Fear, loathing, and a “third-class principle”.
I’ve had the same conversation repeatedly over the past nine years. I’ll be talking with someone about an upcoming election, and they’ll register some disbelief about hardline Trump Republican voters. “I can’t believe they’re willing to believe those lies.” “Why are they voting against their own self-interest?” “What do they even see in Trump?”
These questions are logical questions to ask, but I’ve realized they’re a little beside the point. Committed Trump voters do not operate, and have not operated, on that kind of logic for years. These voters have decided that their economic self-interest is less valuable to them than non-economic considerations. Indeed, I believe their behavior can be explained by a simple principle:
These voters are willing to live in a permanent second class—as long as they believe there is a third class that they can look down upon.
I’m going to say that again: These voters are willing to live in a permanent second class—as long as they believe there is a third class they can look down upon.
This “third-class” principle is at the core of almost every conservative political argument we’ve heard in the last decade. Now, it may not be an explicit belief for many of these voters. And many would deny it publicly and privately. But it’s the throughline that ties their politics together. Whether their sense of the “third class” is racially motivated, or driven by gender-based, LGBTQ+-based, or generational grievances, they place such a high value on sticking it to that third class that they are perfectly willing to ignore their own material well-being to do so.
In many ways, this shift in the GOP became inevitable almost 20 years ago. But if we understand it and take it to heart, it should help us understand the path to beating the Republican Party until they turn back from open hatred and fascism.
I. On Suffering
One of those core values in the American mythology is the idea of self-sufficiency—that we are a nation of self-starters, of resourceful builders, of people who don’t need the rest of society to function or even thrive. You can’t go an election season without hearing a candidate allude to our ability to create great things without governmental interference.
The corollary to this, of course, is the idea that anybody who relies on others, and especially the government, to help them succeed is somehow inferior for doing so. If you didn’t do these things yourself, if you didn’t suffer for them, then you’re not worthy of the success that comes afterward.
Taken to its logical conclusion, we end up with an insidious argument any time someone tries to expand the social safety net: I suffered, and thus you must suffer too. In its purest form, we see this argument applied to student loan forgiveness, but it’s an undercurrent of arguments against expanded health insurance access, expansions of support programs like the Child Tax Credit, and even expansions of things like free school lunch.
This argument is infuriating, but I would argue that it is the most policy-based way that we see the third-class principle at work: “I suffered (I am part of the second class), and thus you must suffer too (I demand the existence of a third class).”

### Task 1:
Could you quote the rows word for word, from the first row through the line that contains "Trace each instance along its edge.", including both ends?
The essay above and the rows below are unrelated to each other.

### Given data:
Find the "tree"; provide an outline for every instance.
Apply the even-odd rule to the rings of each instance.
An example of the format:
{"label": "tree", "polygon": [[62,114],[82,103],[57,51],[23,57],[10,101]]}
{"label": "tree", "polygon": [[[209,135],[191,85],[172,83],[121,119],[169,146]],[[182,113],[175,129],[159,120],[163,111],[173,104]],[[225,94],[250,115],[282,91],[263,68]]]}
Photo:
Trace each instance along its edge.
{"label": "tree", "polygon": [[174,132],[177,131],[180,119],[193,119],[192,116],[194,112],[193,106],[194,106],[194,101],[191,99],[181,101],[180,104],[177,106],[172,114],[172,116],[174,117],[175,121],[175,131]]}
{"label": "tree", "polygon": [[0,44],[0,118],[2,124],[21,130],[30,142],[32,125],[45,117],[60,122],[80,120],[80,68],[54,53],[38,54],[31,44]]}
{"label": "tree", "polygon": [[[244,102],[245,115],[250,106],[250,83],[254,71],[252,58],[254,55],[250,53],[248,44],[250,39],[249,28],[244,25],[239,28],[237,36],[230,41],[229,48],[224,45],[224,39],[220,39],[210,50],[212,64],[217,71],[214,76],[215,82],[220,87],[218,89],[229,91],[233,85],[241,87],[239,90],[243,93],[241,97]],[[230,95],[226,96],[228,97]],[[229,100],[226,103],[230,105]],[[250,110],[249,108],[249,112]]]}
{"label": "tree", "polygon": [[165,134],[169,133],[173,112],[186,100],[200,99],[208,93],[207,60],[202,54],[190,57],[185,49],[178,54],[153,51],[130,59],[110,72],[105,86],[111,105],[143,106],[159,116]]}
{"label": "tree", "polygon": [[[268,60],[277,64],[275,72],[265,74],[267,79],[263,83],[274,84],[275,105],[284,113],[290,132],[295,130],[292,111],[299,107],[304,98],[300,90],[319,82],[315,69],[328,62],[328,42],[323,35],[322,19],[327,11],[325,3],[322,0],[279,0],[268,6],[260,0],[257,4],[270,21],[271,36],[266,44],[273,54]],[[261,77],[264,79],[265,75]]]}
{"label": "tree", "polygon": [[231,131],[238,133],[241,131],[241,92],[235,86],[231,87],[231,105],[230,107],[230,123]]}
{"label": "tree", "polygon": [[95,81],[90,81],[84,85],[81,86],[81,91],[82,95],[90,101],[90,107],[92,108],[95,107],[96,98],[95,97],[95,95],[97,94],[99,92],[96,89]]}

### Task 2:
How would the essay on the "third-class principle" among Trump voters go on after the point where it stops?

### Result 1:
Find the "tree"; provide an outline for every instance.
Apply the even-odd rule to the rings of each instance.
An example of the format:
{"label": "tree", "polygon": [[62,114],[82,103],[57,51],[23,57],[10,101]]}
{"label": "tree", "polygon": [[[209,135],[191,85],[172,83],[121,119],[169,146]],[[182,113],[175,129],[159,120],[163,111],[173,104]],[[225,94],[250,115],[282,91],[263,68]]]}
Photo:
Trace each instance along its edge.

### Result 2:
This argument, of course, is not new, but it became a much more central expression of Republican policy preferences as an argument against Barack Obama’s policy plans…and along the way, the third-class principle morphed into something even bigger.
II. On “Owning the Libs”
For those of you unfamiliar with the term, “owning the libs” refers to a Republican/conservative strategy of deliberately trying to offend or get a rise out of Democrats, liberals, progressives, and leftists as a manner of asserting dominance in political discourse. Common strategies to own the libs include the use of terms such as “triggered” or “snowflake” rather than engaging in good-faith discussion, and other things that appear otherwise unproductive from a policy standpoint. While the term appears to date back to the 2016 election cycle, you can probably recall seeing examples of this kind of combative approach earlier in the Obama era.
What does this have to do with the third-class principle? I’d argue that it’s actually an extension of the principle—the jump that has brought us to where we are. “I don’t subscribe to the ideas of the liberal elite (I see myself as part of the second class), and thus I will make life difficult for people who do subscribe to those ideas (I will create a third class to feel superior to).”
We see this illustrated brilliantly by the practice of rolling coal, a commonly cited example of owning the libs. Rolling coal involves illegally modifying a pickup truck so that it will produce clouds of black smoke when being driven—in an attempt to offend the environmental values of liberals and others who drive fuel-efficient cars or ride bicycles/transit. There is no objective or economic upside to the practice: (1) the modification itself is expensive, (2) the truck is now less fuel-efficient and thus more expensive to drive, and (3) there may be legal trouble as a result of the modification. But to the coal roller, they are fine actively placing themselves in a poorer economic position (as part of the second class) because they draw great satisfaction from owning the libs (the third class they have created with those clouds of black smoke).
Why is this such an important shift? I see two reasons. First: While this approach can work in policy conversations, it no longer necessarily hinges on that policy conversation. Therefore, it doesn’t matter what any individual person believes “the ideas of the liberal elite” are. Someone might actually believe in expanding healthcare access, or student loan forgiveness, or LGBTQ+ rights, or labor rights. But if they identify with any grievance against some amorphous “liberal elite”, they too can find some joy, and even solidarity, in owning the libs.
Second: Because this approach no longer hinges on a policy conversation, it no longer requires somebody to engage at all on the underlying policy to own the libs. Anyone can do it, and indeed, the less you know, the better the feeling is that you’ve made some know-it-all liberal angry at you.
Once those floodgates opened, we saw, in the mid-2010s, a lot of internet trolls who were all too happy to refuse to acknowledge basic facts when a Democrat, liberal, progressive, or leftist tried to have a conversation about policy. And of course, the progression from “refusing to acknowledge basic facts” to “actively parroting lies” was a small step.
This is why, for example, the massive outrage over Kellyanne Conway’s “alternative facts” didn’t actually persuade many conservatives—most of them saw it not as a gaffe or a troubling sign, but instead as a wildly successful gambit that truly and thoroughly owned the libs. And in the intervening 7 1/2 years, many of those folks have not seen a good reason to agree to even basic facts in these arguments. After all, you can’t let the libs own you. (Shoutout to the Republican poll-stander in 2022 that I had an hourlong conversation with, who told me “Well, police can’t be trusted with statistics” when I pulled out law enforcement figures about the decrease in violent crime.)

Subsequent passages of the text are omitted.